What is needed here is an exact copy of all the data.

┄┄┄┄┄┄┄┄┄┄

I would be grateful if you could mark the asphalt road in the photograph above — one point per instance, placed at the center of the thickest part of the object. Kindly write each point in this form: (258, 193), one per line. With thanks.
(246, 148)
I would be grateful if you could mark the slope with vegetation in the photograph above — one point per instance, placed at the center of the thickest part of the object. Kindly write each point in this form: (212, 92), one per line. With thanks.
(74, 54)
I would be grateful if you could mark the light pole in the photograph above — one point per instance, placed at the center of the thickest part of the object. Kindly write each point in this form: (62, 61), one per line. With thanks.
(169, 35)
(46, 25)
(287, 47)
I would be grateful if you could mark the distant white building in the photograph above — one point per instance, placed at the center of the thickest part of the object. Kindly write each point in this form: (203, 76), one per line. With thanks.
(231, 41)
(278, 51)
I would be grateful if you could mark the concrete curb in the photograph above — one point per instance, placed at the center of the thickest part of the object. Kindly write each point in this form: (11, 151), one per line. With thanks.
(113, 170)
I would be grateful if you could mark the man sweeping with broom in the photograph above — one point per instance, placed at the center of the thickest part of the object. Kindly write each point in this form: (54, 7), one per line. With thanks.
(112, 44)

┄┄┄┄┄┄┄┄┄┄

→ Solution for this task:
I would be grateful if you could mark the asphalt road in the photograph above — one point per instance, placed at the center of the thickest part of the object. Kindly write each point in this form: (258, 193), one per line. With thanks.
(246, 148)
I would be grateful if you could mark the slope with vegetation in the photograph above — one point per instance, placed at the center of the thickest part of the object. Kindly write each point in this form: (212, 92), one per line. With thanks.
(74, 54)
I would be grateful if you could mark the light pole in the photograph above — one point per instance, placed at the center of the thickest part of the object. Kindly write each point in this form: (62, 61), one per line. With thanks.
(169, 35)
(46, 25)
(287, 47)
I would be grateful if you could mark the distant white building in the photograph above — one point per instance, placed at the center of the thickest part of the object. Kindly write each point in this form: (203, 76), one per line. With thanks.
(231, 41)
(278, 51)
I would be grateful if you could mark the concrete curb in the photograph above — one point per instance, placed at the center of the thickest part of the object. Kindly write each point in this form: (11, 151), one per line. With thanks.
(113, 170)
I would be grateful if you could mark the man sweeping with broom in the photograph above — one point per instance, placed at the center of the thickest part of the object. Kindly write each point in this form: (54, 7), one per line. With thanks.
(112, 44)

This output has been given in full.